--- Start of ENTRIES SHOWN ---

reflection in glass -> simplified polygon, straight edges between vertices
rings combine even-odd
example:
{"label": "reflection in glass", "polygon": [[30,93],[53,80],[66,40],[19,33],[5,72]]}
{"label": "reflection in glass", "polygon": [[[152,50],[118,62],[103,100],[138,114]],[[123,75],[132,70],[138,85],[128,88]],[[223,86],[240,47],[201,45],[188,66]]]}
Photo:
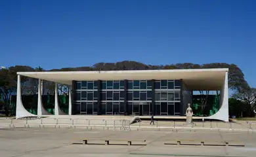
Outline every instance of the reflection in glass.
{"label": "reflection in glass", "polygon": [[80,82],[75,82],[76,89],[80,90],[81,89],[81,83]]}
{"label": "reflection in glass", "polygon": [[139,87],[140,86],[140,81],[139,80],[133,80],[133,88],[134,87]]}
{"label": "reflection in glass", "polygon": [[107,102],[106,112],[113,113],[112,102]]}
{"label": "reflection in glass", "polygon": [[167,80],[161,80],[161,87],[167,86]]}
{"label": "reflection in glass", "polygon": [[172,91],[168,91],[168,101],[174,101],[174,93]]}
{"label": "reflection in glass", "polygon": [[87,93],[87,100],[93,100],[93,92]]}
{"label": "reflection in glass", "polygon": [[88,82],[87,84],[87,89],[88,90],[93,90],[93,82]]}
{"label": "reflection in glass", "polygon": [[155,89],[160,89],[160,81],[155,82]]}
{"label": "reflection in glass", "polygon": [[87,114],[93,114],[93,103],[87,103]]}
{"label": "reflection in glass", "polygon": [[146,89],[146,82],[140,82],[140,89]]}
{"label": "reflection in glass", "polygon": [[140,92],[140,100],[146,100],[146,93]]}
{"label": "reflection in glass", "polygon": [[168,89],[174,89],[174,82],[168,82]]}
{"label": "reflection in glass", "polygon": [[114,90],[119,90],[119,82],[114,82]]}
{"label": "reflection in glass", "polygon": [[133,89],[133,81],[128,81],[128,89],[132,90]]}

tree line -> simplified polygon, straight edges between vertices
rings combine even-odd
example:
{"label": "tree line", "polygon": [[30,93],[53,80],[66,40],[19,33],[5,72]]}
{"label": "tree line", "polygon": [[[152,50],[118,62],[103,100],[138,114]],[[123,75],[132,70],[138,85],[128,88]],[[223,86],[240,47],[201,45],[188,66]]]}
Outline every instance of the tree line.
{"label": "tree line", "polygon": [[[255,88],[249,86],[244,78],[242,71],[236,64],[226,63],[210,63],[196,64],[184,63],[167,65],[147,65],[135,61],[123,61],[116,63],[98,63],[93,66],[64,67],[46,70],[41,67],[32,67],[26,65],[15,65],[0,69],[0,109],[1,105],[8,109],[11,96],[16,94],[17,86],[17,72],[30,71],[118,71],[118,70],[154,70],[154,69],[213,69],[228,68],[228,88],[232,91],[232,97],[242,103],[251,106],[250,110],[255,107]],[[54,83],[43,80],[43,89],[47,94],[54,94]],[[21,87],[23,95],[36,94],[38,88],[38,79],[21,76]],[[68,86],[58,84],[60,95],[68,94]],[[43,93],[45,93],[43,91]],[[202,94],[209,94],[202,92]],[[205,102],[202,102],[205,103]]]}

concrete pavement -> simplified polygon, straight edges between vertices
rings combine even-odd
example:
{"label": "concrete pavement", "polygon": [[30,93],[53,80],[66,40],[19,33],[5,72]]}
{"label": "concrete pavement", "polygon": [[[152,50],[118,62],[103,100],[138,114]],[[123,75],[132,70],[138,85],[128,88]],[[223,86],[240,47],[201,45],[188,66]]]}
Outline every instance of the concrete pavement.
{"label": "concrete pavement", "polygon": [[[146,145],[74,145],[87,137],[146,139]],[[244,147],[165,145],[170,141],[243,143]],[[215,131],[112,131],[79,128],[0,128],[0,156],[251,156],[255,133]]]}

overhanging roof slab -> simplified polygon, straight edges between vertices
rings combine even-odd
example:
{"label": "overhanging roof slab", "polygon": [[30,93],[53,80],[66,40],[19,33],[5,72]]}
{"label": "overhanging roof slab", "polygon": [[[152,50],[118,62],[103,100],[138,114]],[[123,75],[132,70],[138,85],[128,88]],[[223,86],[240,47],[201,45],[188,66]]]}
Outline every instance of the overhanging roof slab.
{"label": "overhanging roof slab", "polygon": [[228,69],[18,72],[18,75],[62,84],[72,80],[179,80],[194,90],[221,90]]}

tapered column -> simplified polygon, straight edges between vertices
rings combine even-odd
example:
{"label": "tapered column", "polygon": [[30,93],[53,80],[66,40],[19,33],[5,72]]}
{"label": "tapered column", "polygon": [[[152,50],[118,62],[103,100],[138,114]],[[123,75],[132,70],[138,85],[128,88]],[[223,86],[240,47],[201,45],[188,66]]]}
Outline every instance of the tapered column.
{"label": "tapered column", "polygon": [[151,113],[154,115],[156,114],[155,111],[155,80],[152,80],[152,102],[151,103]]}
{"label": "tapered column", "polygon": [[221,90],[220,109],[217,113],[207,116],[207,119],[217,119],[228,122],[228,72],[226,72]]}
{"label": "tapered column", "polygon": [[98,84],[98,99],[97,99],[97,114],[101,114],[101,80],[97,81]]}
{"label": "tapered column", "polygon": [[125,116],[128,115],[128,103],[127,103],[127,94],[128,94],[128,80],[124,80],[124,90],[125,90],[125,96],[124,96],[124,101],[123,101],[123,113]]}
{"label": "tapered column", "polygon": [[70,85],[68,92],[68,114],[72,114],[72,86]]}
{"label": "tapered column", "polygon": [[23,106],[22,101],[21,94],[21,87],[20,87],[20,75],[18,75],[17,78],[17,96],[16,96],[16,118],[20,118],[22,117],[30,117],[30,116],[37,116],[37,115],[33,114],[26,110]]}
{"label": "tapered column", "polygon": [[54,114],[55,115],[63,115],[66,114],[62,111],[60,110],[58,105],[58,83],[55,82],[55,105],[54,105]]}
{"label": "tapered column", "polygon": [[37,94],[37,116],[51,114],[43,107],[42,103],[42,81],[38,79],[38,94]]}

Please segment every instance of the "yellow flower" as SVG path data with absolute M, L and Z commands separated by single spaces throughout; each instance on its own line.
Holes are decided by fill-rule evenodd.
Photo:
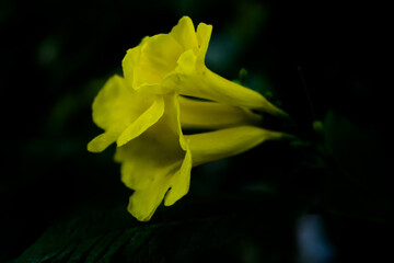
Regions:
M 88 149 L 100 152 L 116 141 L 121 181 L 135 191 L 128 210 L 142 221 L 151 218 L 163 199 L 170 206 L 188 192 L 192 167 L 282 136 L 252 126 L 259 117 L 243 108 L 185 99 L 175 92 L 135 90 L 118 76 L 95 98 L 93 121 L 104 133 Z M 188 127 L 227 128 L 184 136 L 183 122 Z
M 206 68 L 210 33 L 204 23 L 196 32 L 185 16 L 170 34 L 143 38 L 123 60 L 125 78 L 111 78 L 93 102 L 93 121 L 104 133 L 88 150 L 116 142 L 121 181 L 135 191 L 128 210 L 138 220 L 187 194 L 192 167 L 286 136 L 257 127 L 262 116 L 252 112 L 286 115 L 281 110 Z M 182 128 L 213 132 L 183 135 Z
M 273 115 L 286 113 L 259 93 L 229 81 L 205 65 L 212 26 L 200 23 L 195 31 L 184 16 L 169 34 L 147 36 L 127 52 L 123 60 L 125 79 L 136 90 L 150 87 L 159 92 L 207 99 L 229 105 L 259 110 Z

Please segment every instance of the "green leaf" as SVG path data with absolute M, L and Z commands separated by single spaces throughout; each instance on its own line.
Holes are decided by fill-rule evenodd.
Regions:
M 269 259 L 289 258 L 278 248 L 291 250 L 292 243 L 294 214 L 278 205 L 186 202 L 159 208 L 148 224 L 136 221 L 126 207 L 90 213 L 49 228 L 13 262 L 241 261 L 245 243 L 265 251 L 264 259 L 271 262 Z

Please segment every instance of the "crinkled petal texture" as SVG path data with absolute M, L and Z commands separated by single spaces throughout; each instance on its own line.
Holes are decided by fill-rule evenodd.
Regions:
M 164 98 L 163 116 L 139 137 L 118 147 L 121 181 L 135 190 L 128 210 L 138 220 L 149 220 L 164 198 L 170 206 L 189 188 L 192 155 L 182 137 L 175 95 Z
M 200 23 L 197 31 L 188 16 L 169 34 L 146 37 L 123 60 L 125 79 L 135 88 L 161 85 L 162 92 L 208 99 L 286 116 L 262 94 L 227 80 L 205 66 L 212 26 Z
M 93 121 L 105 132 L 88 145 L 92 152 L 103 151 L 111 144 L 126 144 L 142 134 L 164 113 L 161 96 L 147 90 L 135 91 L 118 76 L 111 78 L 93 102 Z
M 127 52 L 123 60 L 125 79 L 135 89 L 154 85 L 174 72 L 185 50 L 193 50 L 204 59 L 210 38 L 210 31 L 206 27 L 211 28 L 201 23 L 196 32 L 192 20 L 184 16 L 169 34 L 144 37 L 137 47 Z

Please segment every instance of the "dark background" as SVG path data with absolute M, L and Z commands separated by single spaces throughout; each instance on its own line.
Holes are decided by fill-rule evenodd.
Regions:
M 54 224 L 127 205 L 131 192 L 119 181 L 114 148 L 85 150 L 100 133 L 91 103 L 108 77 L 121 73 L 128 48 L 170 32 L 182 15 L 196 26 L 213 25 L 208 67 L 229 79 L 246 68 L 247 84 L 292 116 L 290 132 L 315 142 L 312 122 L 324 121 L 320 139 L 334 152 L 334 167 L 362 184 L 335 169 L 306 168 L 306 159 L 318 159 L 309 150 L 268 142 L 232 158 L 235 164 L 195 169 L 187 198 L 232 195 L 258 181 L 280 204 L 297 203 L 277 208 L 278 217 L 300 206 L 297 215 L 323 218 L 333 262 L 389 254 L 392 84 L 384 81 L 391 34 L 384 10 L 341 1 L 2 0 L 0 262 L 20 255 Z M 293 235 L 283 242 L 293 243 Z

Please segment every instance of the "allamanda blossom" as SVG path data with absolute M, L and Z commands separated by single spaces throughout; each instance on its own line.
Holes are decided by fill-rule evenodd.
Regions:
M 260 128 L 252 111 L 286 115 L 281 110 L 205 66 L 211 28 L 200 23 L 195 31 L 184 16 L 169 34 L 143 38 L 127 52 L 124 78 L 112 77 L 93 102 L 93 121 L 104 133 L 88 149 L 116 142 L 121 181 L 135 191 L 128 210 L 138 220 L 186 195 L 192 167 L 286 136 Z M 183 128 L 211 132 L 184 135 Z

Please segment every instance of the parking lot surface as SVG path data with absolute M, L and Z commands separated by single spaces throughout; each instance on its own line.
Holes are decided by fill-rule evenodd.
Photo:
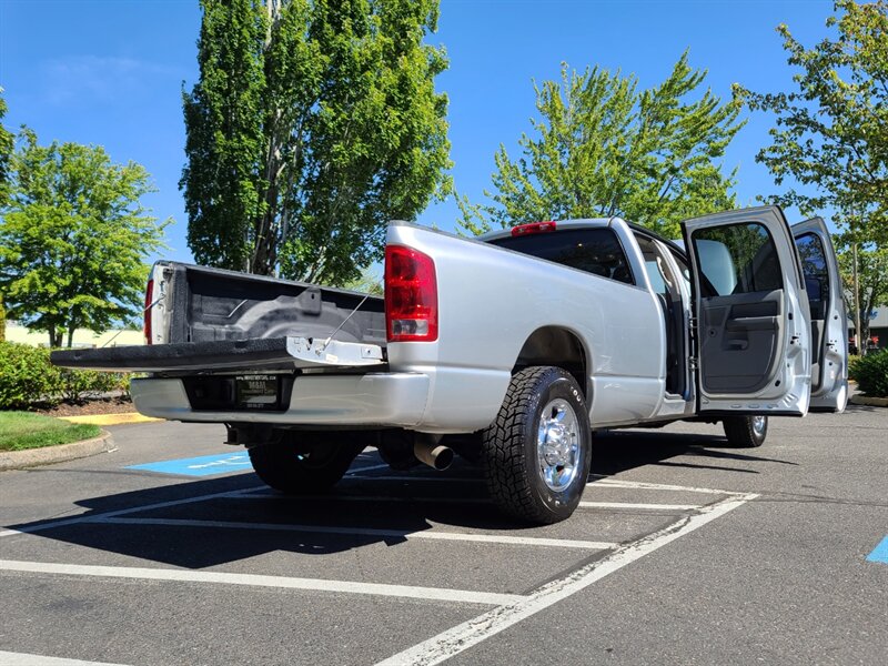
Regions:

--- End of ENTRIES SHOWN ---

WHAT IS NEEDED: Skip the pictures and write out exactly the lines from the line containing "Please segment every instance of the parking" through the end of the listing above.

CORRECT OUTPUT:
Please segment every instance of the parking lot surface as SVG path data with absolute M, L and Z commands separated by single spaces throughout; each instance on its own line.
Holes are decided by fill-rule evenodd.
Photo:
Regions:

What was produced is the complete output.